*WRITTEN EXERCISE*:
Write the records out again exactly, leaving no images in.

Records contained in a dataset:
-- Start --

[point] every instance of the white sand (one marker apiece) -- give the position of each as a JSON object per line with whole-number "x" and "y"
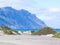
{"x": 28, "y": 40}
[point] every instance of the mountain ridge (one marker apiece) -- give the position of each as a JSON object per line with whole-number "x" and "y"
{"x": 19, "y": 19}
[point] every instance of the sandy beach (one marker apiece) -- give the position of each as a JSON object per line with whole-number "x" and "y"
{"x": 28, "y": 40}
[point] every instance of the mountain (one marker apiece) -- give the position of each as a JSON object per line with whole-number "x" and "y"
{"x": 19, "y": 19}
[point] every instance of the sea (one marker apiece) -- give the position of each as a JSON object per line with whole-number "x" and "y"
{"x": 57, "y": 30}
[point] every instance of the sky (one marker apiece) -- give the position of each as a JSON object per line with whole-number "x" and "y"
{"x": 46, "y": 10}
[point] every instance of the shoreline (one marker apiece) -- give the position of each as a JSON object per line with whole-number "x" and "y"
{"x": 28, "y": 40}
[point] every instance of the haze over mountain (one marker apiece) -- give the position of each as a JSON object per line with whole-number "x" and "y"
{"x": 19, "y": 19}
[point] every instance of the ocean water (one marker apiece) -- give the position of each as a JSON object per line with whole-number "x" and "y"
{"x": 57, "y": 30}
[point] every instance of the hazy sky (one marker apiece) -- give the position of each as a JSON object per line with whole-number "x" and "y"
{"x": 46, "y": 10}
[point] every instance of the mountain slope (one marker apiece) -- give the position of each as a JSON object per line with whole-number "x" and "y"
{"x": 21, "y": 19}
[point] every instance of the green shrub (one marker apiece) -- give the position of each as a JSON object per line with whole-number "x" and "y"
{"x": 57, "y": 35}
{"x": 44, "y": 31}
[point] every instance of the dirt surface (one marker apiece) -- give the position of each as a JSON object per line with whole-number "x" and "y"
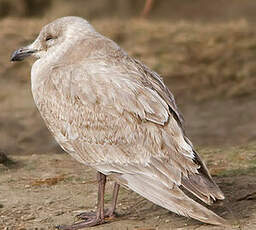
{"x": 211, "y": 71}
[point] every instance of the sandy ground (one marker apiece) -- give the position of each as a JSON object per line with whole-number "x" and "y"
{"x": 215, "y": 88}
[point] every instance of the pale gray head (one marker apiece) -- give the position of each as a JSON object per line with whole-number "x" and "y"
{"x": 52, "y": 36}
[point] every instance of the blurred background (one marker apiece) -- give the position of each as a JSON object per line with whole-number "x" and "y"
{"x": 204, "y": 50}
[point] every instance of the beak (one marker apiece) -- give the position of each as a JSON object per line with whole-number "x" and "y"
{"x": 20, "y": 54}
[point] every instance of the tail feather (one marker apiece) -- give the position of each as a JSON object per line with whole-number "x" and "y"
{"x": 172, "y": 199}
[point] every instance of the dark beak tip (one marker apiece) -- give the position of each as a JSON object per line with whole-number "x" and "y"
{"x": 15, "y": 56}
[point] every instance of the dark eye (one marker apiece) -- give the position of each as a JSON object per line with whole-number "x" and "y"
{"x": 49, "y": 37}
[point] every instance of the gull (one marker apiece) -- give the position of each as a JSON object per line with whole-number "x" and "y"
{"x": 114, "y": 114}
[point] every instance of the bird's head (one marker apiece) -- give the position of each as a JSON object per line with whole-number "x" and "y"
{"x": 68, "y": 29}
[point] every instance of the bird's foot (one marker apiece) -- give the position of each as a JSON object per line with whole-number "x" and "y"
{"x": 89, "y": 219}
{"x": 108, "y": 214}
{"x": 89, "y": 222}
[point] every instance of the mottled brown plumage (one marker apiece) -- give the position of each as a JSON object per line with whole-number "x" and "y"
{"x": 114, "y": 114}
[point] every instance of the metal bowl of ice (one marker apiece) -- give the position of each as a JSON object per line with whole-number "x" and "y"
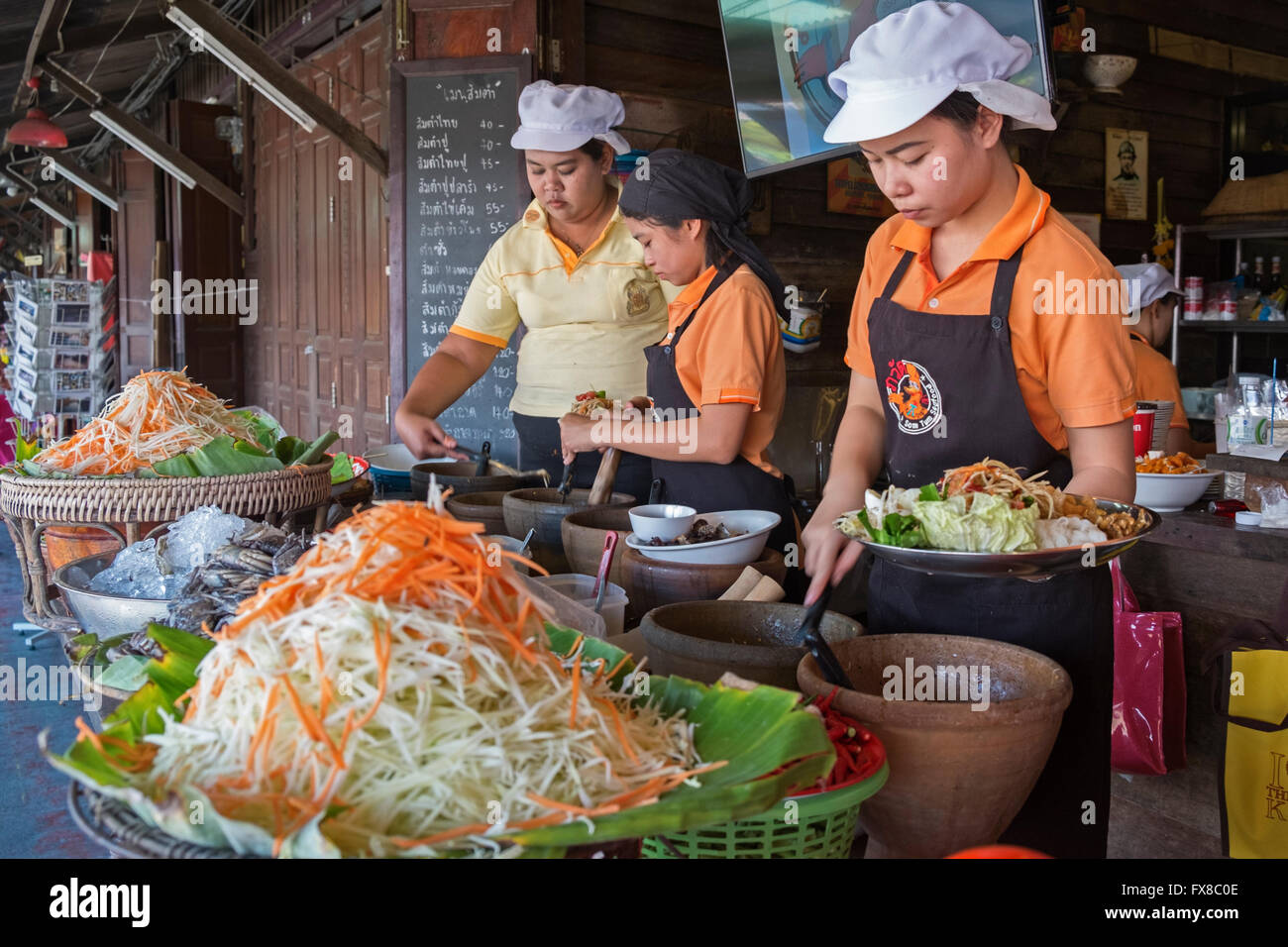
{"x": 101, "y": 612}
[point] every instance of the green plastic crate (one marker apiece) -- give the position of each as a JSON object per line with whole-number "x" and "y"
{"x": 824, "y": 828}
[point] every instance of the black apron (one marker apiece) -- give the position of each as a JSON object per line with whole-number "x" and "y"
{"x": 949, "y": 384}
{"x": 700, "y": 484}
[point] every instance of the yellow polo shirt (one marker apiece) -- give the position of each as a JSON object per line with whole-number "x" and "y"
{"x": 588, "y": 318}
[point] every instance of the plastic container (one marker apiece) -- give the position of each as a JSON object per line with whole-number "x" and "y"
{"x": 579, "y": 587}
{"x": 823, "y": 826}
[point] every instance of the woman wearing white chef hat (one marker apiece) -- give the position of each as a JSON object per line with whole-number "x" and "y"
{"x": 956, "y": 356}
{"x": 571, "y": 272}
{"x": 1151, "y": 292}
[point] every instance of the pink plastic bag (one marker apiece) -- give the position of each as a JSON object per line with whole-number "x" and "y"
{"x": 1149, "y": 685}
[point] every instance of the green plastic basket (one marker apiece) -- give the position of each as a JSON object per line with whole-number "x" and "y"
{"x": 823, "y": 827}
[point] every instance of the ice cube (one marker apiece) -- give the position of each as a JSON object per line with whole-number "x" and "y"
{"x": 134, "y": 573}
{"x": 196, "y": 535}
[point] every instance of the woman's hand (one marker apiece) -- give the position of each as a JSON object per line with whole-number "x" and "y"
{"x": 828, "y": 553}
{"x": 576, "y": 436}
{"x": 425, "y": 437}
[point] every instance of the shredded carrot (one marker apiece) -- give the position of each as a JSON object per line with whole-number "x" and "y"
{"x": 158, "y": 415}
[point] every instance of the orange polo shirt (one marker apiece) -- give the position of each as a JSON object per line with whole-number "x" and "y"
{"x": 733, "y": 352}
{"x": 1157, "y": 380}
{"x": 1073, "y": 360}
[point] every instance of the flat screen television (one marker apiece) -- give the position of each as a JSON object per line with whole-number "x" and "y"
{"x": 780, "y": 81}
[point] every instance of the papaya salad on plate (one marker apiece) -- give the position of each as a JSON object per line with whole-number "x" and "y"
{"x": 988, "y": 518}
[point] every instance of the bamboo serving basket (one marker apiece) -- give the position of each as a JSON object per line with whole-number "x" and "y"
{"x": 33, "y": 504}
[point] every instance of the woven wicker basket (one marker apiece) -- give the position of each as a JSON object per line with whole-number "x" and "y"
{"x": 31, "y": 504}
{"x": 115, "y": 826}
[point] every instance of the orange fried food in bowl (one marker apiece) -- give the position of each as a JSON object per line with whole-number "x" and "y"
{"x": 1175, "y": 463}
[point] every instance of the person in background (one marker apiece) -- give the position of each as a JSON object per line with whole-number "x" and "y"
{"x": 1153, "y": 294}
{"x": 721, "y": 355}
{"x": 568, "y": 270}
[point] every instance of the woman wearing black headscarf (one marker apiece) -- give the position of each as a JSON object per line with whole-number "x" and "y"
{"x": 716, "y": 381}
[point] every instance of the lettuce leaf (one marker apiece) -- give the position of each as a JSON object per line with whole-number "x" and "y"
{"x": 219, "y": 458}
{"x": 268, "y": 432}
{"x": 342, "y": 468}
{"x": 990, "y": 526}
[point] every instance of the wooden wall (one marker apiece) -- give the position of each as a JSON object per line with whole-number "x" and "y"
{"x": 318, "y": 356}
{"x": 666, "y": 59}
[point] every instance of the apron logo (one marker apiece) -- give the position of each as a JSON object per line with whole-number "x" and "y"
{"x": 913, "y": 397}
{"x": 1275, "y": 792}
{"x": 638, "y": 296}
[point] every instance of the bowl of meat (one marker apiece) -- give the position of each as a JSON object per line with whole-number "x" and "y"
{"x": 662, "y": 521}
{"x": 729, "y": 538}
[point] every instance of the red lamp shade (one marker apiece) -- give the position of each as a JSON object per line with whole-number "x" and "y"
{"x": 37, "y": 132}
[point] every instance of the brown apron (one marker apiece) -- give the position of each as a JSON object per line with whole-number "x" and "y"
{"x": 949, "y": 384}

-- End --

*PROBLEM SOLUTION*:
[point] every instance of the white sand (one marker apiece) -- give the position of each as a JSON object per line with whole-number "x" and "y"
{"x": 28, "y": 40}
[point] every instance of the mountain ridge (one marker apiece) -- give the position of each as a JSON object per line with whole-number "x" and "y"
{"x": 19, "y": 19}
[point] every instance of the sandy beach (one marker apiece) -- give the position of each as a JSON object per line with whole-number "x" and "y"
{"x": 28, "y": 40}
[point] every instance of the mountain (one marker apiece) -- give the position of each as a JSON object per line with whole-number "x" and "y"
{"x": 19, "y": 19}
[point] every instance of the sea (one marker apiece) -- give the position of each as a JSON object per line with whole-number "x" and "y"
{"x": 57, "y": 30}
[point] every instance of the sky (one marker apiece) -- give the position of each as a JSON object per line with whole-number "x" and "y"
{"x": 46, "y": 10}
[point] every instance of the shoreline (one marker apiece) -- give the position of each as a JSON object per line with whole-number "x" and "y"
{"x": 28, "y": 40}
[point] every instance of the haze over mountain (one marker apiece) -- give the position of each as a JSON object per line with whole-number "x" and "y"
{"x": 19, "y": 19}
[point] every instance of the ocean water (one marker apiece) -- give the position of each as a JSON object per line with whole-number "x" and "y"
{"x": 57, "y": 30}
[point] every instance of the hazy sky (one marker apiece) -- give the position of each as a JSON object per line with whole-number "x" and "y"
{"x": 46, "y": 10}
[point] every instance of the mountain slope (one marker apiece) -- give the position of each as a JSON object per line with whole-number "x" and "y"
{"x": 21, "y": 19}
[point] every instance of the green shrub (one marker apiece) -- give the position of each as a JSON object per line with whole-number "x" and "y"
{"x": 57, "y": 35}
{"x": 44, "y": 31}
[point] every instance of the dirt surface (one marker apiece) -- give the position of each as a JSON object per line with whole-number "x" and "y"
{"x": 211, "y": 71}
[point] every instance of the sandy ground (one marker apiece) -- give the position of each as a JSON object per line with whole-number "x" and "y"
{"x": 215, "y": 88}
[point] every instance of the pale gray head (one marker apiece) -- give the position of each as a JSON object per line with whole-number "x" and "y"
{"x": 52, "y": 36}
[point] every instance of the blurred background (one marker apiece) -- give the position of each as a JSON object per line with whole-number "x" and "y"
{"x": 204, "y": 50}
[point] every instance of the beak (one marker apiece) -- give the position of each as a JSON object per line with whole-number "x" and "y"
{"x": 20, "y": 54}
[point] every instance of the tail feather (one marker apiece) -- give the position of each as a JSON object per line with whole-number "x" and "y"
{"x": 172, "y": 199}
[point] every instance of the dark beak tip (one marker apiece) -- give the position of each as a JSON object per line with whole-number "x" and "y"
{"x": 15, "y": 56}
[point] every instance of the dark eye (one marker apiece) -- give the position of each as a JSON object per line with whole-number "x" and "y"
{"x": 49, "y": 37}
[point] every instance of the gull (one marker apiece) -- give the position of each as a JSON object per line with whole-number "x" and "y"
{"x": 114, "y": 114}
[point] every instance of the bird's head (one marker apiece) -- give the position of each as a JSON object per line with whole-number "x" and "y"
{"x": 68, "y": 29}
[point] every instance of the bird's foot (one marker apiece) -- give the position of each as a JSON object per line with whole-number "x" and "y"
{"x": 89, "y": 219}
{"x": 108, "y": 214}
{"x": 89, "y": 222}
[point] every instance of the mottled brown plumage (one marker apiece) -- give the position of each as a JSON object per line with whole-number "x" and "y"
{"x": 114, "y": 114}
[point] every instance of the metal bowl of ice (one marker apiece) -- give the position of each as a JSON object per line with whole-number "x" and "y"
{"x": 101, "y": 612}
[point] every instance of the green plastic crate (one marker apiece) -- give the position of each as a JSON object per line with whole-number "x" and "y"
{"x": 824, "y": 828}
[point] every instance of the black apron (one marker apiece) -- give the position of each as a JSON object per line with whole-number "x" and "y"
{"x": 949, "y": 384}
{"x": 700, "y": 484}
[point] every instance of the yellow polo shirt (one marker apiece) -- give the position of each as a JSON object per line with whole-number "x" and "y"
{"x": 588, "y": 318}
[point] every instance of the plastic container (one marker apiece) -- give the position of each as a JSON object per line with whole-number "x" and "y"
{"x": 579, "y": 587}
{"x": 823, "y": 826}
[point] every instance of the woman wearing white chef hat (one marker apiece) -- give the position of each as a JSON object per line with whole-number "x" and "y"
{"x": 956, "y": 356}
{"x": 571, "y": 272}
{"x": 1151, "y": 292}
[point] every instance of the pink plastic bag (one marker apiece) -- give the position of each as a JSON object per line with whole-number "x" and "y"
{"x": 1149, "y": 685}
[point] every instance of the green plastic basket (one marker apiece) -- give the position of each as a JSON object per line with whole-number "x" and "y"
{"x": 823, "y": 827}
[point] every instance of the ice cube (one marker apiece) -- give the position of each as a JSON object per line with whole-number "x" and "y"
{"x": 134, "y": 573}
{"x": 196, "y": 535}
[point] every instance of the woman's hand (one marker apiece) -- give the position of each as a JSON object per line with whole-number "x" and "y"
{"x": 828, "y": 553}
{"x": 576, "y": 436}
{"x": 425, "y": 437}
[point] every instance of the shredded carrot (one marker apiece) -- give the position of each as a JSON object per line with whole-number "x" and "y"
{"x": 158, "y": 415}
[point] every instance of the orange polo shirt (one marker apiece) -- give the position of each as a JSON object per line with whole-number "x" and "y"
{"x": 733, "y": 352}
{"x": 1157, "y": 380}
{"x": 1073, "y": 360}
[point] every instance of the flat screen television (one marker apiece) -- give the position of each as a JSON object per line with whole-number "x" and "y"
{"x": 780, "y": 81}
[point] every instance of the papaya salad on plate (one marker apiece) -- give the position of each as a JSON object per line with whole-number "x" and "y"
{"x": 988, "y": 518}
[point] every instance of the bamboo serving basket (one marker apiece) -- give the position of each as a JSON object per line with whole-number "x" and "y"
{"x": 33, "y": 504}
[point] every instance of the woven wicker basket (one marker apiece) -- give the position of each as a JSON object per line with whole-number "x" and "y"
{"x": 31, "y": 504}
{"x": 115, "y": 826}
[point] every instance of the orange fried food in bowl (one marker apiece) -- give the position of each as a JSON object per line with whole-number "x" and "y"
{"x": 1175, "y": 463}
[point] every instance of the person in background (one marker apiece) -- give the position of each as a JSON object per line with whole-number "x" and "y"
{"x": 1153, "y": 294}
{"x": 721, "y": 355}
{"x": 568, "y": 270}
[point] every instance of the woman wearing black headscarf (one marker apiece) -- give the position of each as a JSON object per line with whole-number "x" and "y"
{"x": 716, "y": 381}
[point] every instance of the lettuce leaf (one marker apiece) -- give the position of each as a JSON object per line with whole-number "x" and "y"
{"x": 219, "y": 458}
{"x": 268, "y": 432}
{"x": 342, "y": 468}
{"x": 990, "y": 526}
[point] every instance of the wooden wall (one marker apiece) -- give the position of each as a JSON object per line with whole-number "x" and "y"
{"x": 318, "y": 356}
{"x": 666, "y": 59}
[point] every instance of the apron logo (one marker apiece) -- give the position of each as a JSON object per line with whole-number "x" and "y"
{"x": 913, "y": 397}
{"x": 1275, "y": 792}
{"x": 638, "y": 296}
[point] every instance of the bowl of meat (one marker apiece) -- give the position of each as a JSON object per line with whole-number "x" and "y"
{"x": 662, "y": 521}
{"x": 729, "y": 538}
[point] every instance of the red lamp shade (one marker apiece) -- give the position of each as a JSON object per line with whole-number "x" and "y"
{"x": 37, "y": 132}
[point] every instance of the brown apron (one marker apiece) -- give the position of each as a JSON object per line with whole-number "x" and "y"
{"x": 949, "y": 384}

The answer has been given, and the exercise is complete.